• [ЧТО СДЕЛАТЬ]
- a) Перепишите фрагмент текста начиная со слов «А с девяностых» и до слов «я уже писал.» включительно, заменив «литфондовском доме» на «писательском доме».
- b) Подхватите повествование и напишите продолжение фрагмента текста, которое начнется сразу после его последнего предложения.

• [ФРАГМЕНТ ТЕКСТА]
>>>>

Этот парень своеобразно поздравил меня с пятидесятилетием:

«Указ

Президиума Верховного Совета СССР

О присвоении очередного воинского знания тов. Гордину Якову Аркадьевичу.

За выдающиеся заслуги в развитии советской прозы, поэзии, драматургии, литературной критики, за огромный вклад в дальнейший подъем советской исторической науки и оперного искусства, а также за отличные успехи в строевой подготовке и в связи с 50‑летием со дня рождения сержанту ГОРДИНУ ЯКОВУ АРКАДЬЕВИЧУ присвоить очередное звание СТАРШИЙ СЕРЖАНТ.

Председатель Верховного Совета

СССР Подпись

Секретарь Президиума Верховного совета

СССР Подпись

С подлинным верно

Гвардии майор Я. Липкович

23 декабря 1985 года».

Липкович действительно написал документальную повесть о Лизогубе. Я ее, по правде говоря, не прочитал, но помню наш разговор с Яковом. У него были какие-то расхождения с Давыдовым. Но давыдовскую книгу он знал и ценил.

«Олимпийская деревня» — не античная реминисценция. Юра тогда снимал квартиру в одном из зданий, построенных в свое время для участников Олимпиады. Место было, по моим воспоминаниям, малоуютное.

Он пытался вступить в писательский кооператив. Почему-то не получилось. Ему еще долго предстояло мыкаться. Через некоторое время я получал от него письма с другими обратными адресами — Стромынка, потом ул. Анохина…

Первое письмо с его многолетнего счастливого адреса — Малая Бронная, д. 12, кв. 46 — я получил в январе 1989 года. Там я неоднократно у него — у них со Славой — останавливался. Квартира была просторная, трехкомнатная. Они поселились там вчетвером — Юра с молодой женой, Славины мама и дочка Маша, которая Юру полюбила и с ним подружилась.

А с девяностых он подолгу живал в литфондовском доме в Переделкине. Там его соседом и был Карякин…

В 1987 году ситуация в стране стала заметно меняться. И этим немедленно воспользовалось то самое «среднее звено» издательских работников, о которых я уже писал.

В Лениздате, подведомственном Ленинградскому обкому, была среди прочих редакция (не помню точного названия), которая издавала книги по истории Ленинграда, краеведческую литературу.

Заведовал редакцией Владимир Федорович Лепетюхин, работала там редактор Светлана Алексеевна Прохватилова, люди профессиональные, достойные и добра желающие. Разумеется, им надоел тот ассортимент, который они выпускали много лет. Хотя были там и вполне полезные книги.

Уж не помню, как именно и когда точно это произошло, но в 1987 году я предложил им издавать историческую серию «Хроника трех столетий». Равно как предложил и список авторов.

У меня там вышло две книги — в 1989‑м «Мятеж реформаторов» (тиражом 150 000) и в 1994‑м «Меж рабством и свободой» (тиражом всего 30 000).

Сейчас взял вторую книгу и увидел дарственную надпись: «Тимуру Аркадьевичу Гайдару — этот „учебник политической тактики от противного“ — с искренним уважением Я. Г. 27 / VII‑94».

<<<<

• [ПРЕДОСТАВЛЕННЫЕ ДАННЫЕ]
>>>>

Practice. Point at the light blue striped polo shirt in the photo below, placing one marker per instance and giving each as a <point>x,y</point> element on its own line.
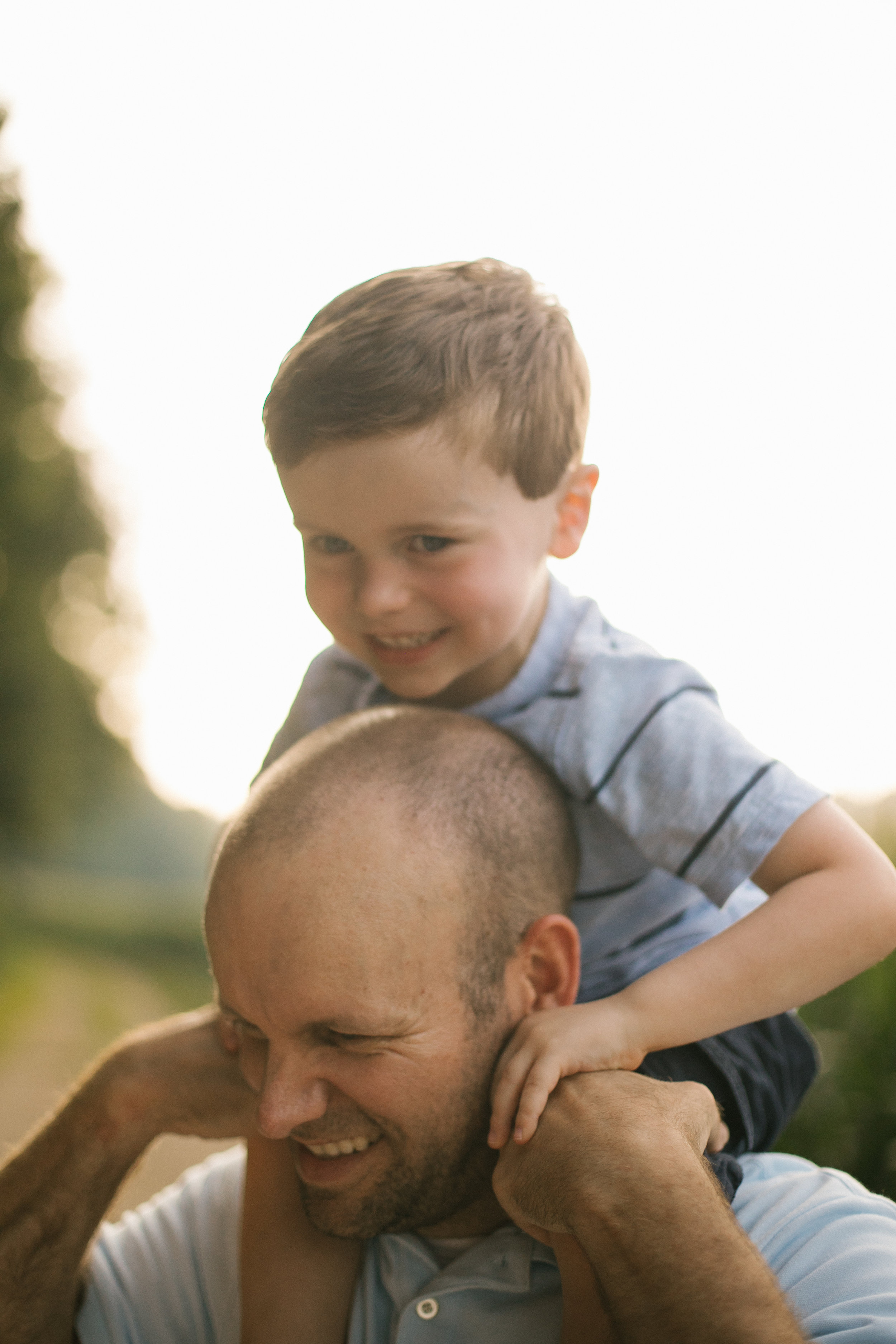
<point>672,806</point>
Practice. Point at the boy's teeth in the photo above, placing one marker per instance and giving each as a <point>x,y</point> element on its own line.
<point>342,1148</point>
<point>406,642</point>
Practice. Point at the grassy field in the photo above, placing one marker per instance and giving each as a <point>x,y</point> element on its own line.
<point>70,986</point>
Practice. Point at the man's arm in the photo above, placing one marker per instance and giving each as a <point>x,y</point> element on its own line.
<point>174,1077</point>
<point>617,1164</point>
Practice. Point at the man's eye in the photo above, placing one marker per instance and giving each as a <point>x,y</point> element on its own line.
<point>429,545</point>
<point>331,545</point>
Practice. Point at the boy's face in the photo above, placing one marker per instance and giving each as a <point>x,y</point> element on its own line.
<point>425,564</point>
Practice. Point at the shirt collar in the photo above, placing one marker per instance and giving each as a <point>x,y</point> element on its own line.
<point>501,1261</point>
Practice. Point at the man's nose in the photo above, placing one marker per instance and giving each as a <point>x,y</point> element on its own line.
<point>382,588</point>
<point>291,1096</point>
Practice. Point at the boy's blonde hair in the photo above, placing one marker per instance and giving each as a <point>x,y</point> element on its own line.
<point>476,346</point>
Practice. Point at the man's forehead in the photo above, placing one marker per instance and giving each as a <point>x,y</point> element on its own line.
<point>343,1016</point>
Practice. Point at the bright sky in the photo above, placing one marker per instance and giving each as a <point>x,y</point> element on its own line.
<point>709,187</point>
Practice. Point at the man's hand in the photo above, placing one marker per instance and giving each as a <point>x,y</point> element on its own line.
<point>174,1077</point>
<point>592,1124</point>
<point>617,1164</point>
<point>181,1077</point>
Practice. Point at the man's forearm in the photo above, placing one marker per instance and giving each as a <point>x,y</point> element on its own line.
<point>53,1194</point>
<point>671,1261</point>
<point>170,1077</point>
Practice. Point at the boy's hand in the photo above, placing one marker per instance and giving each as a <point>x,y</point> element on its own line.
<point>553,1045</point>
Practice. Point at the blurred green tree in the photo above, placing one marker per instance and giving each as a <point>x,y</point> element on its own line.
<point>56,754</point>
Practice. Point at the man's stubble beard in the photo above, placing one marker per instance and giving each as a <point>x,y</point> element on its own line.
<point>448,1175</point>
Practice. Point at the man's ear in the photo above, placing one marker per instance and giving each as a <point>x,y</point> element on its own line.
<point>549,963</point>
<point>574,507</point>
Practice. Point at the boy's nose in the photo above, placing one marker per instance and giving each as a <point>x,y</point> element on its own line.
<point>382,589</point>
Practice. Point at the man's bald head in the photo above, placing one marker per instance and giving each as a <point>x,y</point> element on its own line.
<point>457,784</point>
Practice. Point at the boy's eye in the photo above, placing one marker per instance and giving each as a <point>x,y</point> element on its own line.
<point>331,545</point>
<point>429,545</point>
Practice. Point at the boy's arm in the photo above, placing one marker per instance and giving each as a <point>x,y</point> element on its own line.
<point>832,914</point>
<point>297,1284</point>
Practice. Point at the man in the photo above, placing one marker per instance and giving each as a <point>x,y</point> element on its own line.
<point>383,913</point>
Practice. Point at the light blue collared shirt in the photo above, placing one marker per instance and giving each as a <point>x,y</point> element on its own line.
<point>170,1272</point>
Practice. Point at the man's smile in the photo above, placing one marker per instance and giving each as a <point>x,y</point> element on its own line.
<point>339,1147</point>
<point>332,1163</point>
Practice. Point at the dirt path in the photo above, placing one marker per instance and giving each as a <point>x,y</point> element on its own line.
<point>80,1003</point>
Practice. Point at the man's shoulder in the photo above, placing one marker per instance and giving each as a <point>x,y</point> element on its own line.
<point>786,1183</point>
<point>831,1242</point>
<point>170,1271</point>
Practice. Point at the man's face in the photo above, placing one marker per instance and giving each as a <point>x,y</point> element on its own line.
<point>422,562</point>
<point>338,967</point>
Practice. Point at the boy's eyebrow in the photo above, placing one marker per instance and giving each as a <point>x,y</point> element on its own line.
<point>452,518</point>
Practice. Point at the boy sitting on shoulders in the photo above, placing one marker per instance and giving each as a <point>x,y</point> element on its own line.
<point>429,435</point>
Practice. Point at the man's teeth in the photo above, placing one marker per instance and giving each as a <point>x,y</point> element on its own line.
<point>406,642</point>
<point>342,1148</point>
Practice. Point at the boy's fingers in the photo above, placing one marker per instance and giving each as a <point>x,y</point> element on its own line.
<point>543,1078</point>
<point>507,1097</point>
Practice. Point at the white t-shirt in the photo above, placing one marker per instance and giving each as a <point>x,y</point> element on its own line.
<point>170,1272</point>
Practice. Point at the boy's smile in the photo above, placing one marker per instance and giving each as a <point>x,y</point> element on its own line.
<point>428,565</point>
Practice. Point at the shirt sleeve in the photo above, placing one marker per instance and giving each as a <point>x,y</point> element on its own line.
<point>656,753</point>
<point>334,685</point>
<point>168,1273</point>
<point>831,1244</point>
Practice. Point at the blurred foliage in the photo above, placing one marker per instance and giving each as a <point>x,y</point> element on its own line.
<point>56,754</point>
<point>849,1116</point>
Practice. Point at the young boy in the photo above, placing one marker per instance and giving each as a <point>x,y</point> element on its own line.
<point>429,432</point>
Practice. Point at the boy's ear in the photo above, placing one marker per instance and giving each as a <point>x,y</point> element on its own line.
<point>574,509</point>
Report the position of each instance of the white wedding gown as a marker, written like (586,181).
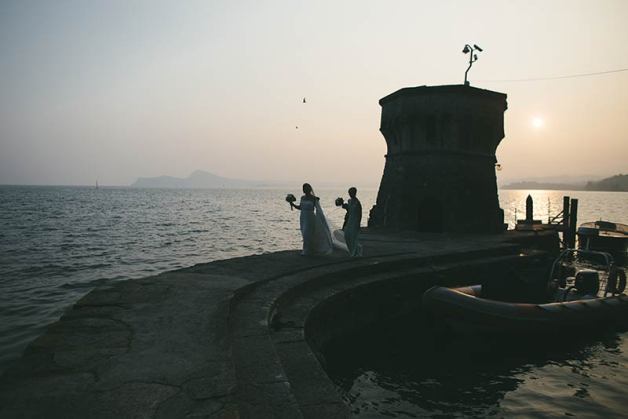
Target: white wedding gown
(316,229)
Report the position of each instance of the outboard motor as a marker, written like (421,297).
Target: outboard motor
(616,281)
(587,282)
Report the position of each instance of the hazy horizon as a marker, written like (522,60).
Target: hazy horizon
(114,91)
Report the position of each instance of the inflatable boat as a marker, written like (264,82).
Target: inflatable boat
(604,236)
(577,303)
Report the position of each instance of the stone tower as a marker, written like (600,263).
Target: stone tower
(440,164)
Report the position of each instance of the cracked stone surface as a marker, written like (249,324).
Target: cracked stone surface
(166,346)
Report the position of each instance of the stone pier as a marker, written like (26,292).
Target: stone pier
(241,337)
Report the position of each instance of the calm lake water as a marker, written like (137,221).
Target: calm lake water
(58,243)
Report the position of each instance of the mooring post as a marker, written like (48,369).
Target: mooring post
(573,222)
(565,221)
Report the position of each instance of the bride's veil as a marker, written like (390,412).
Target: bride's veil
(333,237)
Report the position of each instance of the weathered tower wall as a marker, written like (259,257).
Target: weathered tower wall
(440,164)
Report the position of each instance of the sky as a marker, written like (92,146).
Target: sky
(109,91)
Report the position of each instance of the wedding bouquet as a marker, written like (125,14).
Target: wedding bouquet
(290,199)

<<<<
>>>>

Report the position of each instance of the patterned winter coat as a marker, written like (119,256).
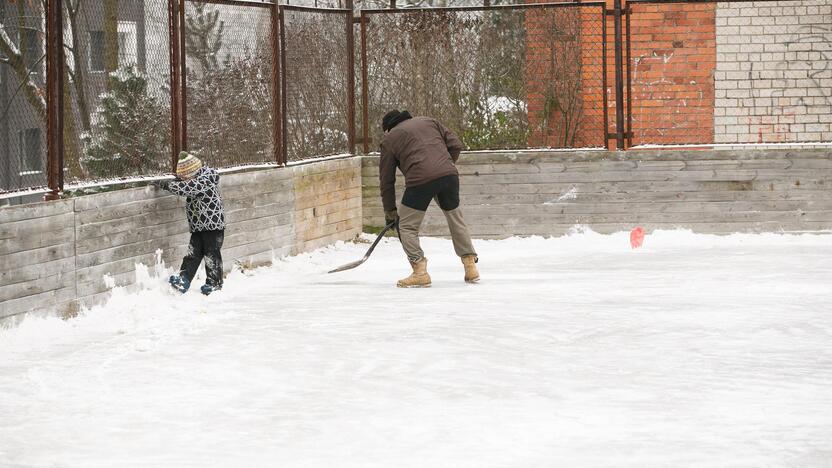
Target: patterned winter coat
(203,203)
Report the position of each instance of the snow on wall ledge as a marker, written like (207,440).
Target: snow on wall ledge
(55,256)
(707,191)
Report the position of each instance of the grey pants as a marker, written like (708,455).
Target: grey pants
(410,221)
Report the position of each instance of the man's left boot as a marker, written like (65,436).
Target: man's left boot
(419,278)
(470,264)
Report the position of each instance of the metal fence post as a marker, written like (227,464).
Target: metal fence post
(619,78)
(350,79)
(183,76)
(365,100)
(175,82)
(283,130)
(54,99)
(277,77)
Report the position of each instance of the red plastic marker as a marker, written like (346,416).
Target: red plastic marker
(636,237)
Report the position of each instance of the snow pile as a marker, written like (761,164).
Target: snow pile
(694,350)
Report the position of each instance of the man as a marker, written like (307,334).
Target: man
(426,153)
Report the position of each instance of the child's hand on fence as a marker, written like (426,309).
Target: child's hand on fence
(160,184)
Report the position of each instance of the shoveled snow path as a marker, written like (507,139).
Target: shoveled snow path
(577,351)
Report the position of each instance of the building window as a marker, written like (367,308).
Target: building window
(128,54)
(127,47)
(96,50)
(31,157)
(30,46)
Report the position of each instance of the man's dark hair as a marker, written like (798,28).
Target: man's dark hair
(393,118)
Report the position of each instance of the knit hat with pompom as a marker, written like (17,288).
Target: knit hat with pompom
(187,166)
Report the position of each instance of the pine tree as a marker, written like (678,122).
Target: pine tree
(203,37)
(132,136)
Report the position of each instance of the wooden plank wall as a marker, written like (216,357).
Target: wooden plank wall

<<<<
>>>>

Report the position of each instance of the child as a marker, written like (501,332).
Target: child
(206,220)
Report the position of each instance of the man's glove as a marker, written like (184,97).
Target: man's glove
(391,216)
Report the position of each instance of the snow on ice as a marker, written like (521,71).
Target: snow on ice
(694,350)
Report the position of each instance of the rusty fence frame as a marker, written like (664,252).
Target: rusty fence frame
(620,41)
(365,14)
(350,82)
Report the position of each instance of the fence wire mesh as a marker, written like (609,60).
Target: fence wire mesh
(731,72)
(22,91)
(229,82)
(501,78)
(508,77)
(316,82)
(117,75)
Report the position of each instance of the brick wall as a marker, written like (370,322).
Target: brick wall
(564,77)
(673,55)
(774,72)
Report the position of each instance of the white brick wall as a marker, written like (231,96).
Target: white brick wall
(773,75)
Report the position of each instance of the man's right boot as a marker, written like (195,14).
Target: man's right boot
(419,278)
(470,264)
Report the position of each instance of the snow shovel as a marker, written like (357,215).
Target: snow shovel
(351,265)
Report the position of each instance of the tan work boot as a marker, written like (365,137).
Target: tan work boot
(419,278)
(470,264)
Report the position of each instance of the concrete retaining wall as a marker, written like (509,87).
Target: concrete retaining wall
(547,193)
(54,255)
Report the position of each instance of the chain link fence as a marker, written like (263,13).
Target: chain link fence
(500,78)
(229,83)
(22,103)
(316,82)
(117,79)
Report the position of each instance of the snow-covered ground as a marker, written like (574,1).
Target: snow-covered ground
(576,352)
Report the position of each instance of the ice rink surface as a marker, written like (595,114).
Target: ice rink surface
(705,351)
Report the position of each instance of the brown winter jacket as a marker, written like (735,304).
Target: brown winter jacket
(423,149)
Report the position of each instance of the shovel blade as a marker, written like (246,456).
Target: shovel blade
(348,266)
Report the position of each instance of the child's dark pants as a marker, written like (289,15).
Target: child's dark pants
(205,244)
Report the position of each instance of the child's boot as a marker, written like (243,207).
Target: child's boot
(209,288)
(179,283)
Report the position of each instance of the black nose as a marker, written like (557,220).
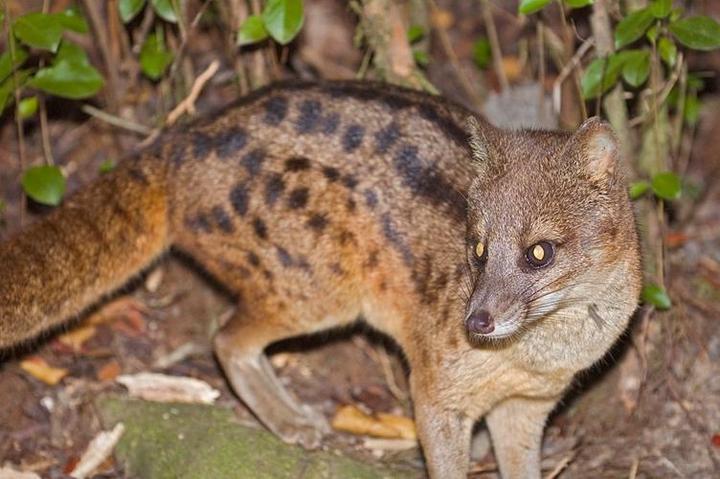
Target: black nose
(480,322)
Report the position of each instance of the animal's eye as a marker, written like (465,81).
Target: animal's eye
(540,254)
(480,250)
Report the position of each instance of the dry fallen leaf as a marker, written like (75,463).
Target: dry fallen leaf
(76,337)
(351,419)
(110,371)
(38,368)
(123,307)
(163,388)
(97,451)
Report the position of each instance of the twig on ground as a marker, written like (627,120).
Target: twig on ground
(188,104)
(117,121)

<<<<

• [ОТВЕТЫ]
- a)
А с девяностых он подолгу живал в писательском доме в Переделкине. Там его соседом и был Карякин…

В 1987 году ситуация в стране стала заметно меняться. И этим немедленно воспользовалось то самое «среднее звено» издательских работников, о которых я уже писал.

- b)
Егор Тимурович Гайдар во время одной из наших нечастых встреч в Петербурге сказал мне, что его отец видел мою книгу и хотел бы ее иметь. Надписать-то я книгу надписал, а вот почему не передал? Вопрос…

На задней стороне обложки моей книги девяносто четвертого года перечислены вышедшие книги:

Евг. Анисимов. Время петровских реформ. XVIII век, 1‑я четверть.

Я. Гордин. Мятеж реформаторов. 14 декабря 1825 года.

В. Кавторин. Первый шаг к катастрофе. 9 января 1905 года.

А. Каменский. «Под сенью Екатерины…» Вторая половина XVIII века.

В. Лапин. Семеновская история. 16—18 октября 1820 года.

И. Троцкий. III Отделение при Николае I.

Н. Эйдельман. Мгновенье славы настает… Год 1789‑й.

Готовится к изданию:

Eвг. Анисимов. Россия без Петра. 1725—1740.

Еще запланирована была книга Сани Лурье о покушении Каракозова, но, к сожалению, Саня ее не написал.

Как видим, очень недурная получилась серия.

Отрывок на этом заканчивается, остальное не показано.